Task to carry out: Could you repeat all of the records below, changing "with a single marker per instance" to "with one marker per instance" and leaving everything else unchanged?
★ ★ ★ ★
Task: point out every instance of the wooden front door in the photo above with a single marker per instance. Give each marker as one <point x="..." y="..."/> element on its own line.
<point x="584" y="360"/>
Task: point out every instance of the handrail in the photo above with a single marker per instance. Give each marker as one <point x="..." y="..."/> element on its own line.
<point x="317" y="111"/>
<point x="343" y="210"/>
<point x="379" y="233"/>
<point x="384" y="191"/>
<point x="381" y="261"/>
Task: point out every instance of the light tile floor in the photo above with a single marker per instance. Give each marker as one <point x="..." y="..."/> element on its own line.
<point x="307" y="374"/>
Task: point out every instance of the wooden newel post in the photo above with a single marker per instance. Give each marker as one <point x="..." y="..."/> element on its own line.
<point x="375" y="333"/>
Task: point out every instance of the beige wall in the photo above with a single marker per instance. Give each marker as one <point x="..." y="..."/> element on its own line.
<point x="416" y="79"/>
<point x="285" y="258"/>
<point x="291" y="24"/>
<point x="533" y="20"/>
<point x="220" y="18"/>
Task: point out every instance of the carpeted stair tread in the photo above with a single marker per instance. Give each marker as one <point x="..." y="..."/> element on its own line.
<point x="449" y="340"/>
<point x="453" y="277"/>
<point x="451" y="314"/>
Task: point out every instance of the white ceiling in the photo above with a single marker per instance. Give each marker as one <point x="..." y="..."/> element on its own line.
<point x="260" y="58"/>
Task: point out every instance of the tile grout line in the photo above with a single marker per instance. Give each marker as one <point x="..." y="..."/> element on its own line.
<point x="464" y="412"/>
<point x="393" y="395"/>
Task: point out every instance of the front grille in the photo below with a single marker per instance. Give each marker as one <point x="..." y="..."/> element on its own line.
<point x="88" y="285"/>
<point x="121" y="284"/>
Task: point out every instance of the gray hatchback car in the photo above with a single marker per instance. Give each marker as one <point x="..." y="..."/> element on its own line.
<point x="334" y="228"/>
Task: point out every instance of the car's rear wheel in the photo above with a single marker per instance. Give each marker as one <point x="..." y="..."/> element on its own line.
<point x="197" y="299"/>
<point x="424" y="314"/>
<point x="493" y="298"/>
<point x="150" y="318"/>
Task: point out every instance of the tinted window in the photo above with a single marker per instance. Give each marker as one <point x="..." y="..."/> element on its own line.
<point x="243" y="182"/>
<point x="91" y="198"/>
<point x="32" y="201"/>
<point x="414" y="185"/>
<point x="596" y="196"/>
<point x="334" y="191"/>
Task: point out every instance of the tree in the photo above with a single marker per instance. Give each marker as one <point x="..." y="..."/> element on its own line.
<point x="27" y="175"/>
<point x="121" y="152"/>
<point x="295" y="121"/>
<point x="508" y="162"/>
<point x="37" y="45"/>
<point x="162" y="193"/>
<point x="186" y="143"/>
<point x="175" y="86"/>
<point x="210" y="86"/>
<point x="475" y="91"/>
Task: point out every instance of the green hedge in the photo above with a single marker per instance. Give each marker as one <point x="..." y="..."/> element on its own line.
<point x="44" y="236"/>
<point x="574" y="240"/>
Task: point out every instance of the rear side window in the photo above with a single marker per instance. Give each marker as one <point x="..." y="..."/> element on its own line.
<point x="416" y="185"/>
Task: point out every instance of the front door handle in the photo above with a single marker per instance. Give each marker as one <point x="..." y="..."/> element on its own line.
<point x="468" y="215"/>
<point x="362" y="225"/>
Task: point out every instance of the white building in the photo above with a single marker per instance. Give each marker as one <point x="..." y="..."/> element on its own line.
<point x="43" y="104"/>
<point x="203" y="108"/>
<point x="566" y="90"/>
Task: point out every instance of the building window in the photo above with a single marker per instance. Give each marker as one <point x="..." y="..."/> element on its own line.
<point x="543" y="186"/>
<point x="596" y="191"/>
★ ★ ★ ★
Exercise output:
Task: point out every instance of the wooden front door in the photo above with one marker per instance. Give each marker as one <point x="..." y="..."/> element on its own line.
<point x="584" y="360"/>
Task: point out every instance of the handrail in the photo above with one marker per instance. Give each marker as one <point x="..." y="..."/> element on its own line.
<point x="317" y="111"/>
<point x="343" y="210"/>
<point x="379" y="233"/>
<point x="384" y="191"/>
<point x="381" y="261"/>
Task: point out every instance of the light tile floor in the photo above with one marker per instance. Give each marker as one <point x="..." y="..."/> element on its own line.
<point x="307" y="374"/>
Task: point out every instance of the wooden newel post in the photo above with one marker per instance. Give each marker as one <point x="..." y="..."/> element on its own line.
<point x="375" y="333"/>
Task: point out every instance of the beige wall in the photo above with one marker per instance. Give each marker as one <point x="..." y="..."/> element on its own line.
<point x="416" y="79"/>
<point x="285" y="258"/>
<point x="291" y="24"/>
<point x="533" y="20"/>
<point x="220" y="18"/>
Task: point out every instance of the carpeted stair tread in the photo above with one marker per instance. Give each marker as one <point x="..." y="..."/> element on its own line.
<point x="449" y="340"/>
<point x="453" y="277"/>
<point x="451" y="314"/>
Task: point out every instance of the white ceiling in the photo above with one marker per instance. Give each marker as one <point x="..." y="..."/> element on its own line.
<point x="260" y="58"/>
Task: point out every instance of the tile grout line in the photo above with one marker per instance. Give each marker as one <point x="..." y="..."/> element on its own line.
<point x="464" y="412"/>
<point x="393" y="395"/>
Task: point out every instance of the front grille in the photo below with one marker per instance. Give each marker as one <point x="..." y="..."/> element on its own line.
<point x="88" y="285"/>
<point x="121" y="284"/>
Task: point out every instance of the gray hatchback car in the photo above with one marker per instance. Give each marker as one <point x="..." y="..."/> element on its own line.
<point x="334" y="228"/>
Task: point out every instance of the car's rear wheel in the photo above with one marker per instance. Give each marker as one <point x="..." y="..."/> element on its own line.
<point x="197" y="299"/>
<point x="424" y="314"/>
<point x="493" y="298"/>
<point x="150" y="318"/>
Task: point out every instance of the tinted window in the photo above with one marker per instance. Give each marker as one <point x="..." y="..."/> element on its own line.
<point x="243" y="182"/>
<point x="91" y="198"/>
<point x="32" y="201"/>
<point x="414" y="185"/>
<point x="596" y="196"/>
<point x="334" y="191"/>
Task: point out every instance of the tree in the photo above with one marker per instance. Give each marker as one <point x="..." y="..."/> element on its own line.
<point x="27" y="175"/>
<point x="121" y="152"/>
<point x="295" y="121"/>
<point x="508" y="162"/>
<point x="37" y="45"/>
<point x="162" y="193"/>
<point x="186" y="143"/>
<point x="175" y="86"/>
<point x="210" y="86"/>
<point x="475" y="91"/>
Task: point out every instance of the green hedge in the photo above with one marker per instance. Give each marker as one <point x="..." y="..."/> element on its own line.
<point x="44" y="236"/>
<point x="574" y="240"/>
Task: point out every instance of the rear side window in the photo above with one marker per instance. Give each marker as one <point x="..." y="..."/> element on its own line.
<point x="416" y="185"/>
Task: point out every instance of the front door handle in the photo above with one marker per instance. Give each marker as one <point x="..." y="..."/> element on its own line.
<point x="468" y="215"/>
<point x="362" y="225"/>
Task: point out every instance of the white building in the photo above with one marker per instance. Give each marker as one <point x="..." y="..."/> element on its own line.
<point x="43" y="104"/>
<point x="203" y="108"/>
<point x="566" y="90"/>
Task: point out every instance of the building window in the photo above with one marker per instance. Give each marker as one <point x="..." y="..."/> element on its own line.
<point x="543" y="186"/>
<point x="596" y="191"/>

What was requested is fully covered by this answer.